When you give the entries again, keep every word as it stands and drop the pictures.

### PROVIDED RECORDS
===

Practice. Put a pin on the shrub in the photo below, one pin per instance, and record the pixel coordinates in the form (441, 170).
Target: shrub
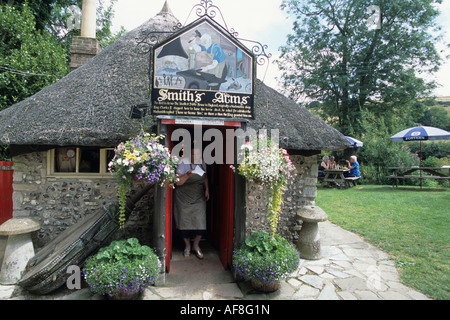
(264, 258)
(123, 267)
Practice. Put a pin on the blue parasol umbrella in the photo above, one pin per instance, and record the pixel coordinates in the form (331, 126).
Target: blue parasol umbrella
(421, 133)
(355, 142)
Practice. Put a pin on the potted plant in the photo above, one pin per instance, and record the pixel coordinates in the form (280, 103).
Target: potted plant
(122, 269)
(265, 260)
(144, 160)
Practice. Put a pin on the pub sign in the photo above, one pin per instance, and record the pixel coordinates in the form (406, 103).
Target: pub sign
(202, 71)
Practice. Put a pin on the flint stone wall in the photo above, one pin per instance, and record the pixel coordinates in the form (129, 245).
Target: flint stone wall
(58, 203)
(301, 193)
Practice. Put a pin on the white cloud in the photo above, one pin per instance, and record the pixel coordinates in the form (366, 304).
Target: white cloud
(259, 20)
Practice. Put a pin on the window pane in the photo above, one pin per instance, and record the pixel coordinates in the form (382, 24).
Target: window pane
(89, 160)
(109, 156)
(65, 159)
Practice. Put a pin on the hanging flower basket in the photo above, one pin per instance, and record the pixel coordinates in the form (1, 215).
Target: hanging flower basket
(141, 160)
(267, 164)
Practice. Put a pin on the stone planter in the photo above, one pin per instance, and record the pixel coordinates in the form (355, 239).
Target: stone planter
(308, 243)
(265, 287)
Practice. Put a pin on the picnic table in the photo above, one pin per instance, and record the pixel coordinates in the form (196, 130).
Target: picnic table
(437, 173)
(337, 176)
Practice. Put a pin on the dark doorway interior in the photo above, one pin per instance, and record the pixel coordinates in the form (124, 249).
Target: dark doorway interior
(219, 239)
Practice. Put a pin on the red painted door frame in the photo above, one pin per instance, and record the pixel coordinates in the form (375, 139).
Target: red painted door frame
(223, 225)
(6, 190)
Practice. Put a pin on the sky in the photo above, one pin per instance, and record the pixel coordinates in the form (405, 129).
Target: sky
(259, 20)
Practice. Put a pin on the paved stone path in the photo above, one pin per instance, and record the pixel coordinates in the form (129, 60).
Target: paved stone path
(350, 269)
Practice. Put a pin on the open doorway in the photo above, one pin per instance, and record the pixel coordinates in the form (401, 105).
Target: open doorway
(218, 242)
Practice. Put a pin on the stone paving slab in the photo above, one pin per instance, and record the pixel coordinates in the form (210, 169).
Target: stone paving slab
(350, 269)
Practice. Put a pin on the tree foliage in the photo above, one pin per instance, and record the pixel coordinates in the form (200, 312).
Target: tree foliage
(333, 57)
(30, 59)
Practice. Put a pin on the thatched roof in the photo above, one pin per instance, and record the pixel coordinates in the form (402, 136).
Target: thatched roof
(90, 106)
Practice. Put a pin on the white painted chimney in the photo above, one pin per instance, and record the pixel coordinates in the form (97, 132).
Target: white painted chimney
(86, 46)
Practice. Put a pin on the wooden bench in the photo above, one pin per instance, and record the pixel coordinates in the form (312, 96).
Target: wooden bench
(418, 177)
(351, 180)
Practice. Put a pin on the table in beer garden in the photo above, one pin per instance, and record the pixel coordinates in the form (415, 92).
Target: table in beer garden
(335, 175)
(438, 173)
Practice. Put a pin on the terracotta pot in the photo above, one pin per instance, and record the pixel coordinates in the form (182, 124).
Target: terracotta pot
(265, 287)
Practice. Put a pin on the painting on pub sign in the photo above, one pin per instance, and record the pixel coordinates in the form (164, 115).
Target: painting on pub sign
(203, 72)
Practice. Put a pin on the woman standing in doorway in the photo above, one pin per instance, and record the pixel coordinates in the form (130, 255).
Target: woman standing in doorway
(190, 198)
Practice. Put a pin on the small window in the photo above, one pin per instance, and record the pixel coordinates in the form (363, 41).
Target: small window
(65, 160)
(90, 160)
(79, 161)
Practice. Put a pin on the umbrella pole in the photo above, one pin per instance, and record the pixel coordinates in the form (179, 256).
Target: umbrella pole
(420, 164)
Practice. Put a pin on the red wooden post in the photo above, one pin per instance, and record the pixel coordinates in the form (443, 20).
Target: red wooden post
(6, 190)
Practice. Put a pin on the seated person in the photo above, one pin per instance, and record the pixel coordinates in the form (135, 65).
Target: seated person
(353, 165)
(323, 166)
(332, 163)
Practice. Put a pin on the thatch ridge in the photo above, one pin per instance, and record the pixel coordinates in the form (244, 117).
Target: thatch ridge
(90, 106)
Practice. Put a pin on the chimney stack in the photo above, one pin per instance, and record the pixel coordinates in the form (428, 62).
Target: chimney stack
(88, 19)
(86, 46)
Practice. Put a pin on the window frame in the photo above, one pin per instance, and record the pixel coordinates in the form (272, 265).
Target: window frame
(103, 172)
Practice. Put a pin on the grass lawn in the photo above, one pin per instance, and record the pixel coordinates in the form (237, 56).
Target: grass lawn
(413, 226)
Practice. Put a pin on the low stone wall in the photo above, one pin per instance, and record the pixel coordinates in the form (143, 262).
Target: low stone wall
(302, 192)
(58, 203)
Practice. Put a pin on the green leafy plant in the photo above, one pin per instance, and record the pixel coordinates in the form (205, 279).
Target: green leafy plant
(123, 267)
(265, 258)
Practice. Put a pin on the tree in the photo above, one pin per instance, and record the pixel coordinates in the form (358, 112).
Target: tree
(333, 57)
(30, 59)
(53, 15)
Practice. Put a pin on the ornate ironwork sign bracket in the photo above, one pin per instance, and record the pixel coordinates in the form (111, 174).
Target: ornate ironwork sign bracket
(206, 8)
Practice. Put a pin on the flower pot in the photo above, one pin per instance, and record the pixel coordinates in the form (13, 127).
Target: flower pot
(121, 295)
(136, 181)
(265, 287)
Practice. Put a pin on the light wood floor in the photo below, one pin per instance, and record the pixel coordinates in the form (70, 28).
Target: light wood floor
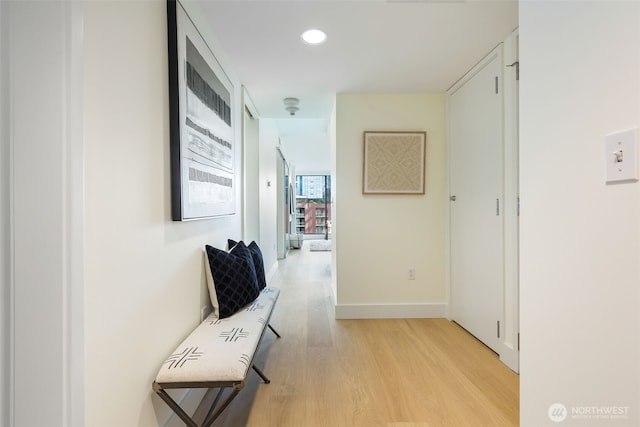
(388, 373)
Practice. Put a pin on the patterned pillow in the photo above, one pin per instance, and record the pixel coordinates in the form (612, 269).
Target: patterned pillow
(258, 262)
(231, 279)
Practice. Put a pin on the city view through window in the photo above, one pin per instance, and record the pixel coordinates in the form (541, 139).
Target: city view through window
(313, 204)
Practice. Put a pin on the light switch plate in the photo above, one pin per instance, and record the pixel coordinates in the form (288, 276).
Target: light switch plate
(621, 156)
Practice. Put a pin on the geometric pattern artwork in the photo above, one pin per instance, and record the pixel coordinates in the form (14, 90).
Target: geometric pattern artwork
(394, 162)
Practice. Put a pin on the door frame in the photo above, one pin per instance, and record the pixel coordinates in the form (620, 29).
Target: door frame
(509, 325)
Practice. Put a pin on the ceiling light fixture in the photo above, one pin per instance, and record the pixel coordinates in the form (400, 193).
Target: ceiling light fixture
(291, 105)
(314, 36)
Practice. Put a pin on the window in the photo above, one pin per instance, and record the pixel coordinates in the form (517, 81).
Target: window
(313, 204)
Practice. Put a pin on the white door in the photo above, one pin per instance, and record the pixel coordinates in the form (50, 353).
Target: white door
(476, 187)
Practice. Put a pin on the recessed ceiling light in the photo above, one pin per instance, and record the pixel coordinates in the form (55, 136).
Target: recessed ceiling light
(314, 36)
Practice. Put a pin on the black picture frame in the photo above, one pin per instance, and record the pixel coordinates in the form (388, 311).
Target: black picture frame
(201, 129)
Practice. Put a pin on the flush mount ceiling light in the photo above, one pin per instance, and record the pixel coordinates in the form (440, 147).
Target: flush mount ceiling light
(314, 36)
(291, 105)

===

### ANSWER SECTION
Practice. Put a pin on the shrub in the photo below, one pin per instance, and record the pixel coordinates in the form (441, 170).
Target: shrub
(264, 258)
(123, 267)
Practice. Put a pin on the blue parasol umbrella in the photo above, one pin per instance, and record the pixel coordinates in the form (331, 126).
Target: blue parasol umbrella
(421, 133)
(355, 142)
Practice. Put a pin on the potted plant in the photo above, one pin per instance, and record the pixel coordinates in the form (280, 103).
Target: potted plant
(122, 269)
(265, 260)
(144, 160)
Practice. Put a pin on the pub sign in the photo above, one pin per instance, and record the pixel coordinates in the form (406, 103).
Target: pub sign
(202, 71)
Practice. Put a pin on the flint stone wall in the photo above, one pin per instance, and record the pixel coordinates in the form (129, 245).
Target: flint stone wall
(58, 203)
(301, 193)
Practice. Put a pin on the white cloud in the photo above, one pin per instance, and record the pixel coordinates in the form (366, 304).
Target: white cloud
(259, 20)
Practice. Put a pin on the window pane in the photo above, one pin per instance, and record the pixel coordinates in the form (382, 24).
Target: window pane
(89, 160)
(109, 156)
(65, 159)
Practice. Put a pin on the hanging flower basket in the photo above, one pin per instance, and record the pixel coordinates in the form (1, 215).
Target: hanging flower basket
(141, 160)
(267, 164)
Practice. Put a pin on the stone planter in the photo above, one pin per instance, and record the pixel coordinates in the form (355, 239).
Target: stone planter
(308, 243)
(265, 287)
Practice. Put a pin on the picnic table in the photo above, one pin per instance, and record the pixel coordinates in the form (196, 130).
Target: picnic table
(437, 173)
(337, 176)
Practice. Put a pin on the dark doorway interior in the photo above, one pin per instance, and record the pixel coordinates in the form (124, 249).
Target: dark doorway interior
(219, 239)
Practice. Put a pin on the red painted door frame in the photo above, one pin per instance, and record the pixel coordinates in the form (375, 139).
Target: red painted door frame
(223, 225)
(6, 190)
Practice. Put a pin on the sky in the photo above, one pin per instance, and record the pixel coordinates in the form (405, 129).
Target: sky
(259, 20)
Practice. Put a pin on the paved stone path in the photo above, one pin per instance, and record the pixel coordinates in the form (129, 60).
Target: paved stone path
(350, 269)
Practice. Put a pin on the open doorway in the photo above, one pin per instance, and record the pixel coordinates in the form (401, 105).
Target: open doorway
(218, 242)
Practice. Put a pin on the stone paving slab in the photo above, one pin per instance, and record the pixel coordinates in the form (210, 169).
Target: stone paving slab
(350, 269)
Practice. Put a pin on the tree foliage in the photo above, one pin per instance, and record the pixel coordinates in the form (200, 312).
Target: tree foliage
(333, 57)
(30, 59)
Practice. Put a pin on the thatched roof in the photo above, one pin per instance, and record the pixel coordinates in the form (402, 136).
Target: thatched roof
(90, 106)
Practice. Put a pin on the white painted chimney in the photo above, one pin per instance, and record the pixel coordinates in the form (97, 132).
Target: white painted chimney
(86, 46)
Practice. Put a pin on the wooden bench in the photo above, one pin per instance, and record the pixel coordinates in the form (312, 96).
Target: wooden bench
(418, 177)
(351, 180)
Practice. Put a pin on the table in beer garden in the photo above, one pin per instance, and record the pixel coordinates in the form (415, 92).
Target: table in beer garden
(335, 175)
(438, 173)
Practice. Put a pin on the terracotta pot in the photo above, one pin per instance, and record the pixel coordinates in the form (182, 124).
Target: terracotta pot
(265, 287)
Practice. Put a pin on the painting on pub sign in the photo above, one pin per instance, and record the pixel coordinates in the form (164, 115).
Target: painting on pub sign
(203, 72)
Practice. Put a pin on the woman standing in doorway in the photo above, one pin per instance, and record the pixel coordinates in the form (130, 255).
Target: woman standing in doorway
(190, 198)
Practice. Put a pin on the small window in the photo above, one pin per instance, and record the pixel coordinates in the form (363, 41).
Target: small window
(65, 160)
(90, 160)
(79, 161)
Practice. Put a pin on the umbrella pole in the photo above, one pin per instance, and record the pixel coordinates in the form (179, 256).
Target: umbrella pole
(420, 164)
Practice. Put a pin on the red wooden post in the photo above, one pin per instance, and record the pixel coordinates in the form (443, 20).
Target: red wooden post
(6, 190)
Practice. Put a pin on the seated person in the photo above, one pin per instance, and record the pixel coordinates in the form (135, 65).
Target: seated person
(353, 165)
(323, 166)
(332, 163)
Practice. Put a pin on the thatch ridge in the photo above, one pin per instance, and record the pixel coordinates in the form (244, 117).
Target: thatch ridge
(90, 106)
Practice. Put a pin on the chimney stack in the photo above, one pin per instance, and record the pixel coordinates in the form (428, 62).
Target: chimney stack
(88, 19)
(86, 46)
Practice. Put a pin on the window frame in the photo above, one pin per instance, and record the pixel coordinates in the form (272, 265).
Target: window frame
(103, 172)
Practice. Put a pin on the grass lawn in the photo above, one pin per instance, and record the pixel coordinates in the form (237, 56).
Target: grass lawn
(413, 226)
Practice. Put a pin on the low stone wall in the photo above, one pin per instance, and record the pixel coordinates in the form (143, 262).
Target: low stone wall
(302, 192)
(58, 203)
Practice. Put a pin on the green leafy plant in the photo above, one pin per instance, and record the pixel coordinates in the form (205, 279).
Target: green leafy plant
(123, 267)
(265, 258)
Practice. Put a pin on the tree in the photo above, one pin per instance, and record the pixel coordinates in the form (358, 112).
Target: tree
(333, 57)
(30, 59)
(53, 15)
Practice. Put a pin on the ornate ironwork sign bracket in the photo above, one pin per instance, and record the pixel coordinates in the form (111, 174).
Target: ornate ironwork sign bracket
(206, 8)
Practice. Put a pin on the flower pot in the photo above, one pin per instance, and record the pixel coordinates in the form (13, 127).
Target: flower pot
(121, 295)
(136, 181)
(265, 287)
Practice. Put a pin on the light wood floor in the photo below, one pin per instance, and record the pixel coordinates in the form (70, 28).
Target: light wood floor
(388, 373)
Practice. Put a pin on the patterned pillow in the photo above, one pin per instance, and record the pixel coordinates in the form (612, 269).
Target: patterned pillow
(258, 262)
(231, 279)
Practice. Put a pin on the city view through window in the photo above, one pin per instance, and record the pixel coordinates in the form (541, 139).
Target: city view through window
(313, 204)
Practice. Put a pin on the light switch plate in the photo above, one pin per instance, and record the pixel coordinates in the form (288, 276).
Target: light switch plate
(621, 156)
Practice. Put a pin on the geometric pattern artwork in the photo above, one pin per instance, and record the pixel coordinates in the form (14, 90).
Target: geometric pattern artwork
(394, 162)
Practice. Put a pin on the door frame in the photo above, one pin per instance, and record the pixel coordinates in the form (620, 29).
Target: door frame
(509, 325)
Practice. Put a pin on the ceiling light fixture in the photo above, one pin per instance, and record the pixel coordinates in the form (400, 193).
Target: ceiling light fixture
(291, 105)
(314, 36)
Practice. Put a pin on the window in the photo above, one pin per instance, and record the pixel coordinates in the form (517, 81).
Target: window
(313, 204)
Practice. Put a pin on the white door in the photo above, one pin per instance, and record the pixel coordinates in the form (50, 353).
Target: white door
(476, 187)
Practice. Put a pin on the recessed ceiling light in the photo above, one pin per instance, and record the pixel coordinates in the form (55, 136).
Target: recessed ceiling light
(314, 36)
Practice. Put a pin on the black picture frame in the photo above, one pin per instance, and record the pixel coordinates in the form (388, 311).
Target: black picture frame
(201, 129)
Practice. Put a pin on the flush mount ceiling light in the photo above, one pin per instance, and record the pixel coordinates in the form (440, 147).
Target: flush mount ceiling light
(314, 36)
(291, 105)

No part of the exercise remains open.